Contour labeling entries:
____
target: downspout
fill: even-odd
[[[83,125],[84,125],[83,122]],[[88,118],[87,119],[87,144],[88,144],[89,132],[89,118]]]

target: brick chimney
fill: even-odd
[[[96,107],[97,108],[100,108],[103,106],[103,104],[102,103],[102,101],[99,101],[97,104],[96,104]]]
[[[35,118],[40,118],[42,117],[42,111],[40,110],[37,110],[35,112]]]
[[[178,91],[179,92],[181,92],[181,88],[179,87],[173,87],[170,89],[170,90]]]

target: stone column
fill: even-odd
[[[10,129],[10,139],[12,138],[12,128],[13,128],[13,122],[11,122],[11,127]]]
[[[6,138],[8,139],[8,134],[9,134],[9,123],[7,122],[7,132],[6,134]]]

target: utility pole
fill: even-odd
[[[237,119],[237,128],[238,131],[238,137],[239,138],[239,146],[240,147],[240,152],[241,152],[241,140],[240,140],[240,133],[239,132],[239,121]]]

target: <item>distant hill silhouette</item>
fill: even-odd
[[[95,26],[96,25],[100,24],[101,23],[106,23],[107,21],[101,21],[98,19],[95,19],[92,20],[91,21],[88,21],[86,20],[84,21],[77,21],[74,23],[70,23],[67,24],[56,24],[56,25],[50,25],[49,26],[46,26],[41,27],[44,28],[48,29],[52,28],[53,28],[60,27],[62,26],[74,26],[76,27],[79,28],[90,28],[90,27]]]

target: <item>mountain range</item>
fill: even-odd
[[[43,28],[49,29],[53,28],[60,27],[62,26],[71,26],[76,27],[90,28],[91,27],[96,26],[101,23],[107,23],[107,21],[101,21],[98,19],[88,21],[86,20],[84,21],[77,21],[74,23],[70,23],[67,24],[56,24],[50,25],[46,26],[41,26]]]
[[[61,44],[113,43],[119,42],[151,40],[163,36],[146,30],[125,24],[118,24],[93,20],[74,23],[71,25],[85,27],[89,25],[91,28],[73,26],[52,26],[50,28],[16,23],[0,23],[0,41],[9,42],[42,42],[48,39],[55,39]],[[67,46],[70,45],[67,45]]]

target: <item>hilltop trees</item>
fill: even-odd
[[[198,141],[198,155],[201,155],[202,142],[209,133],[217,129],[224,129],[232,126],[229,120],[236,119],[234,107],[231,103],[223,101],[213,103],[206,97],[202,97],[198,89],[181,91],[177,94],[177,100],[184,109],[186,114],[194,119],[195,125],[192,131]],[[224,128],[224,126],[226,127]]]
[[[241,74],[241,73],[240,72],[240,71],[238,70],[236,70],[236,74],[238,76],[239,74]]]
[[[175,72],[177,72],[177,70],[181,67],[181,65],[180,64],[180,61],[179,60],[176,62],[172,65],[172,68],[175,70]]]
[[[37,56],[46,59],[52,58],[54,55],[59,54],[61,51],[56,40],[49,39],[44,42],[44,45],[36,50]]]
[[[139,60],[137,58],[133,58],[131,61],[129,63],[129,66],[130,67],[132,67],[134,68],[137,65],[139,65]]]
____
What to work on:
Please update the items above by changing every "even-odd" to "nonzero" and keeping everything else the same.

Answer to this task:
target: downspout
fill: nonzero
[[[83,125],[84,125],[83,122]],[[88,118],[87,119],[87,144],[88,144],[89,132],[89,118]]]

target: brick chimney
fill: nonzero
[[[96,107],[97,108],[100,108],[103,106],[103,104],[102,103],[102,101],[99,101],[97,104],[96,104]]]
[[[35,118],[40,118],[42,117],[42,111],[40,110],[37,110],[35,112]]]
[[[178,91],[179,92],[181,92],[181,88],[179,87],[173,87],[170,89],[170,90]]]

target: stone column
fill: nonzero
[[[10,129],[10,139],[12,138],[12,128],[13,128],[13,122],[11,122],[11,127]]]
[[[6,138],[8,139],[8,134],[9,134],[9,123],[7,122],[7,132],[6,134]]]

target: utility pole
fill: nonzero
[[[237,119],[237,128],[238,131],[238,137],[239,138],[239,146],[240,147],[240,152],[241,152],[241,140],[240,140],[240,133],[239,132],[239,121]]]

target: <item>distant hill silhouette</item>
fill: nonzero
[[[95,26],[96,25],[100,24],[101,23],[106,23],[107,21],[101,21],[98,19],[95,19],[92,20],[91,21],[88,21],[86,20],[84,21],[77,21],[74,23],[70,23],[67,24],[56,24],[56,25],[50,25],[49,26],[46,26],[41,27],[44,28],[48,29],[52,28],[53,28],[60,27],[62,26],[74,26],[76,27],[79,28],[90,28],[90,27]]]

target: <item>mountain range</item>
fill: nonzero
[[[43,28],[49,29],[53,28],[60,27],[62,26],[71,26],[76,27],[90,28],[91,27],[96,26],[101,23],[107,23],[107,21],[101,21],[98,19],[88,21],[86,20],[84,21],[77,21],[74,23],[70,23],[67,24],[56,24],[50,25],[46,26],[41,26]]]
[[[61,44],[113,43],[119,42],[151,40],[163,36],[146,30],[125,24],[118,24],[93,20],[74,23],[71,25],[85,27],[89,25],[91,28],[73,26],[52,26],[50,28],[16,23],[0,23],[0,41],[9,42],[42,42],[48,39],[55,39]],[[67,46],[70,45],[67,45]]]

target: <item>hilltop trees</item>
fill: nonzero
[[[198,141],[198,155],[201,155],[202,142],[209,133],[217,129],[224,129],[232,126],[229,120],[236,119],[234,107],[231,103],[223,101],[213,103],[206,97],[202,97],[198,89],[181,91],[177,94],[177,100],[184,109],[186,114],[194,119],[195,125],[192,131]],[[224,128],[224,126],[226,127]]]
[[[241,74],[241,73],[240,72],[240,71],[238,70],[236,70],[236,74],[238,76],[239,74]]]
[[[175,72],[177,72],[177,70],[181,67],[181,65],[180,64],[180,61],[179,60],[176,62],[172,65],[172,68],[175,70]]]
[[[37,56],[46,59],[52,58],[54,55],[59,54],[61,51],[56,40],[49,39],[44,42],[44,45],[36,50]]]
[[[139,60],[137,58],[133,58],[131,61],[129,63],[129,66],[130,67],[132,67],[134,68],[137,65],[139,65]]]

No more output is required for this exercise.